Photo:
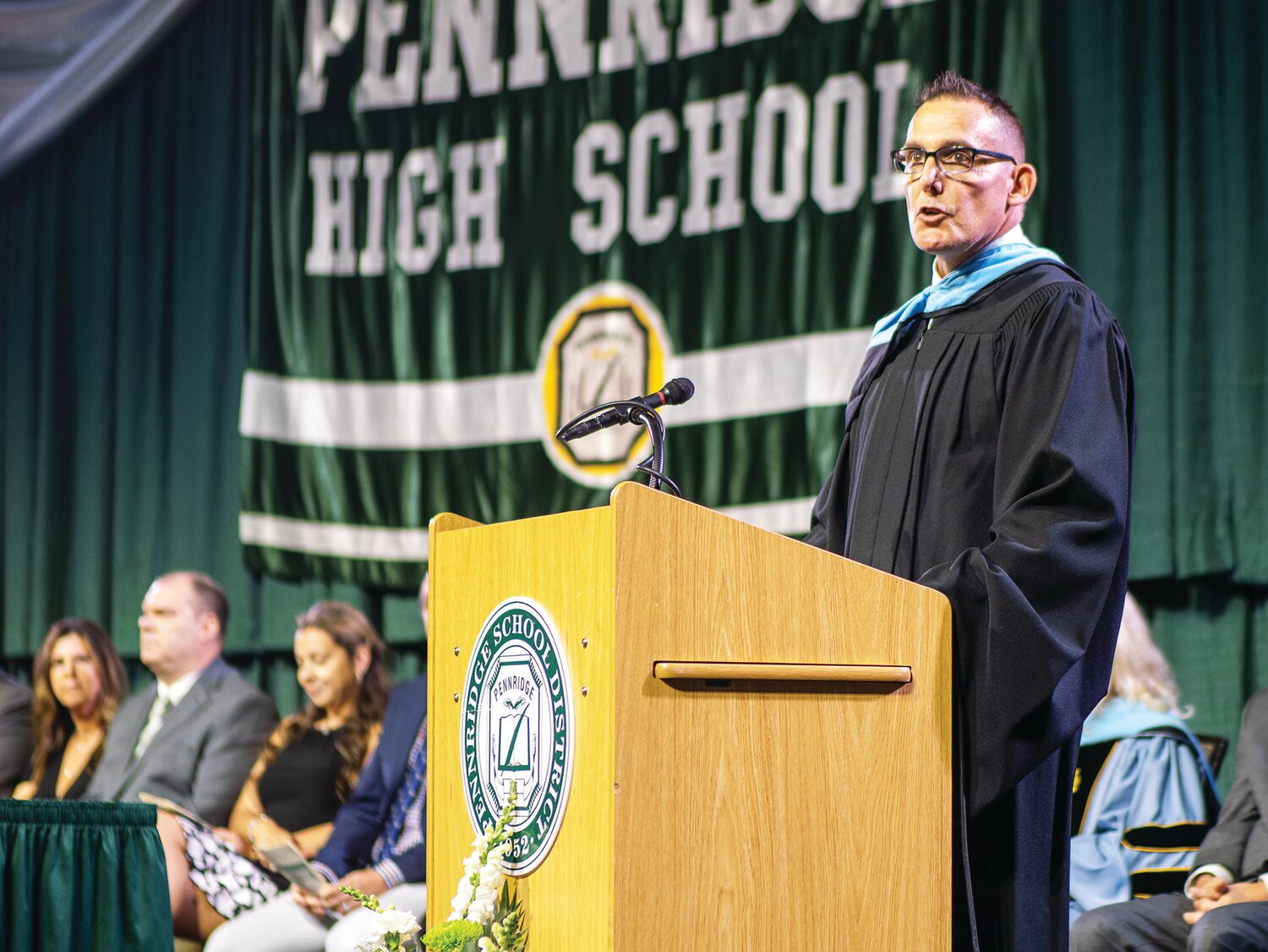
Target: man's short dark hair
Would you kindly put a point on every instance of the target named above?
(210, 597)
(951, 85)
===
Prompt
Leave out the pictures, and give all the records again exactly.

Solution below
Photo:
Target: man's short dark hair
Would you kindly put a point on every instance of the target named above?
(210, 597)
(951, 85)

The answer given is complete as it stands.